== Exercícios a resolver ==
a) Segundo o excerto, porque é que quem narra tem em casa uma quantidade de livros que já não sabe onde meter? Explique em uma a três frases.
b) Liste todas as linhas da listagem que contêm a palavra "target". As maiúsculas e minúsculas contam.
═══ Excerto do documento
Um ex-colega meu tem uma obsessão com os maricas, nem se lhe pode falar nisso que fica logo possesso, começa a bufar por todos os lados, francamente também é exagero, não sei o que lhe terá acontecido na vida para se pôr naquele estado, dá-lhe assim de repente, uma pessoa faz a mínima alusão a homossexuais e pimba, começa ali logo a diatribe, esses gajos isto e aquilo, dá-lhe que dá-lhe, vêm umas atrás das outras, desata a ferver e não é em lume branco, é mesmo a deitar por fora, acho que não é caso para isso mas o que é que se há-de fazer, ele é assim mesmo.
Às vezes uma pessoa puxa-lhe pela língua de propósito, a ver o que acontece, como se não se soubesse já, viste aquele programa de televisão isto e aquilo, com aqueles tipos assim e assado, zás, é automático, parece que lhe carregaram num botão de efeito imediato, surgem de imediato os nomes mais vernáculos do vocabulário, daqueles a que já na Idade Média as crónicas faziam eco, pelo menos o Mattoso meteu-as nas Narrativas dos Livros de Linhagens, e acho que não as inventou de propósito para isso, já lá estavam, pode fazer-se a colação com os originais, já me dei a esse trabalho nem sei bem para quê, é o bichinho curioso que tenho a dar voltas aqui dentro e que uma vez por outra me dá mais do que fazer do que aquilo que já tenho, é o que faz ter para aqui uma livralhada pegada que já não tenho onde a meter, que quando cá vêm a casa fazer obras dizem logo, eh, tantos livros, mas o senhor quer estes livros todos para quê, como se não fossem para ler, os livros, mas para fazer figura nas estantes da sala, eu que na sala até nem tenho livros, só os jornais, as revistas, os cêdês, os vídeos e os dêvêdês espalhados por tudo quanto é sítio e já chega, mas na verdade já me começa a faltar mesmo o espaço, qualquer dia faço como o outro, limpeza geral, vai tudo porta fora, torno-me minimalista, isto é da boca para fora que não tenho coragem para tanto.
══════
═══ Registos de origem
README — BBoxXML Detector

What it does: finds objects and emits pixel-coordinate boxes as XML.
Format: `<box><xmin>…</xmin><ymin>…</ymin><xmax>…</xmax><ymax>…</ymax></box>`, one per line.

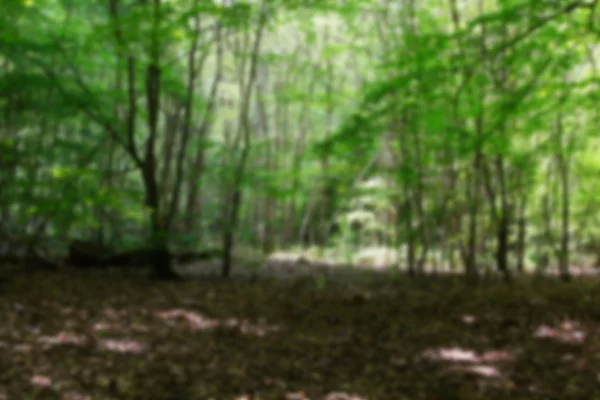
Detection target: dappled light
<box><xmin>156</xmin><ymin>309</ymin><xmax>278</xmax><ymax>336</ymax></box>
<box><xmin>0</xmin><ymin>0</ymin><xmax>600</xmax><ymax>400</ymax></box>
<box><xmin>98</xmin><ymin>339</ymin><xmax>148</xmax><ymax>354</ymax></box>
<box><xmin>534</xmin><ymin>321</ymin><xmax>586</xmax><ymax>344</ymax></box>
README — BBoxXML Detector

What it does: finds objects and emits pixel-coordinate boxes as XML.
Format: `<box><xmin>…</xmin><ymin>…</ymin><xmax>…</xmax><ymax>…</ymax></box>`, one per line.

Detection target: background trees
<box><xmin>0</xmin><ymin>0</ymin><xmax>600</xmax><ymax>279</ymax></box>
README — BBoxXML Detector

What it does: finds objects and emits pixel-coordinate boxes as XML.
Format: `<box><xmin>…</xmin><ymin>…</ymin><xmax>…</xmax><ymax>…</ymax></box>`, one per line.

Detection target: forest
<box><xmin>0</xmin><ymin>0</ymin><xmax>600</xmax><ymax>400</ymax></box>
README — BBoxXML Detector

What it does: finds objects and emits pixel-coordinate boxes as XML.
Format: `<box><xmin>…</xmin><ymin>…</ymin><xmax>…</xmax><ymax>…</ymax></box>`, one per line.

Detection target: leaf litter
<box><xmin>0</xmin><ymin>274</ymin><xmax>600</xmax><ymax>400</ymax></box>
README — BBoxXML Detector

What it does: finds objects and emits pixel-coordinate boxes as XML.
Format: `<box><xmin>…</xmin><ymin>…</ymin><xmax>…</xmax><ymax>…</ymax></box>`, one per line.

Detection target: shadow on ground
<box><xmin>0</xmin><ymin>271</ymin><xmax>600</xmax><ymax>400</ymax></box>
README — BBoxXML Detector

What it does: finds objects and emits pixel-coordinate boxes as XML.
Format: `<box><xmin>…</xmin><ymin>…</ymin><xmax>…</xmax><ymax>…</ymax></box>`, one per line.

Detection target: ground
<box><xmin>0</xmin><ymin>262</ymin><xmax>600</xmax><ymax>400</ymax></box>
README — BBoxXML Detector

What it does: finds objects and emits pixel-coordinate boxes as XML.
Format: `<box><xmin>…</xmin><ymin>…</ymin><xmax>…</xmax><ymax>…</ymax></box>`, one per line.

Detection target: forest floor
<box><xmin>0</xmin><ymin>262</ymin><xmax>600</xmax><ymax>400</ymax></box>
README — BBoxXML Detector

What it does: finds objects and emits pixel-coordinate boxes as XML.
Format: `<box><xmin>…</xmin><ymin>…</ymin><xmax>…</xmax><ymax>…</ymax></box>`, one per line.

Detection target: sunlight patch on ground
<box><xmin>155</xmin><ymin>309</ymin><xmax>279</xmax><ymax>336</ymax></box>
<box><xmin>98</xmin><ymin>339</ymin><xmax>148</xmax><ymax>354</ymax></box>
<box><xmin>37</xmin><ymin>331</ymin><xmax>88</xmax><ymax>348</ymax></box>
<box><xmin>533</xmin><ymin>321</ymin><xmax>586</xmax><ymax>344</ymax></box>
<box><xmin>423</xmin><ymin>347</ymin><xmax>514</xmax><ymax>378</ymax></box>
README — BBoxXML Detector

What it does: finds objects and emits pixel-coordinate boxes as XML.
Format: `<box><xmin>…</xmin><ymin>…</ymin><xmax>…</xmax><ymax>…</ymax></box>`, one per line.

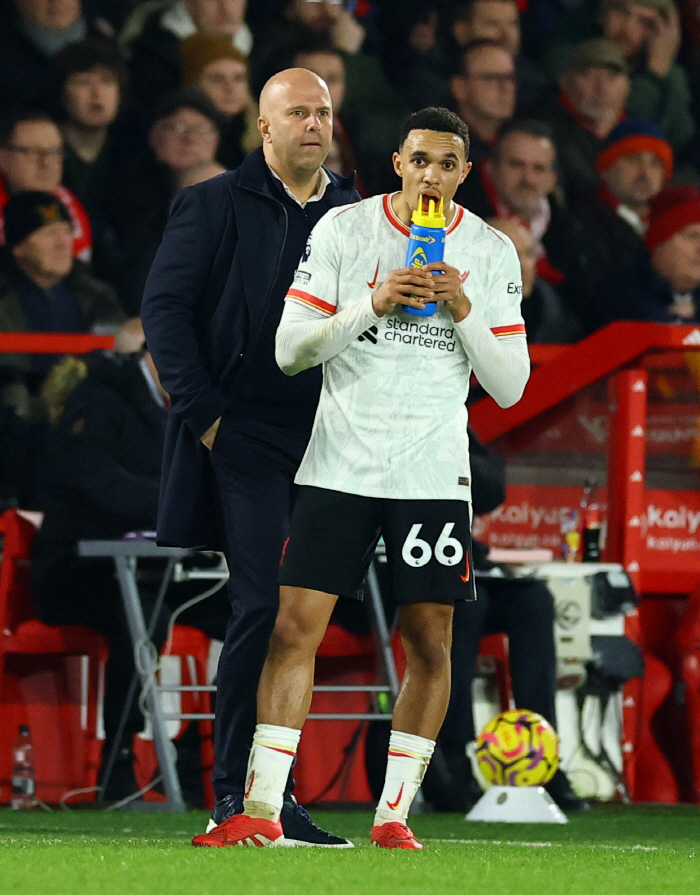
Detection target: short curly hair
<box><xmin>399</xmin><ymin>106</ymin><xmax>469</xmax><ymax>158</ymax></box>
══════
== Respostas por exercício ==
a) A causa é o "bichinho curioso" que lhe anda a dar voltas cá dentro e que, de vez em quando, lhe dá mais que fazer do que aquilo que já tem. Foi essa curiosidade que o levou a comparar com os originais as palavras das Narrativas dos Livros de Linhagens. É também isso que faz com que acumule uma "livralhada pegada" para a qual já não tem espaço.

b)
Detection target: dappled light
Detection target: background trees
Detection target: forest
Detection target: leaf litter
Detection target: shadow on ground
Detection target: ground
Detection target: forest floor
Detection target: sunlight patch on ground
Detection target: short curly hair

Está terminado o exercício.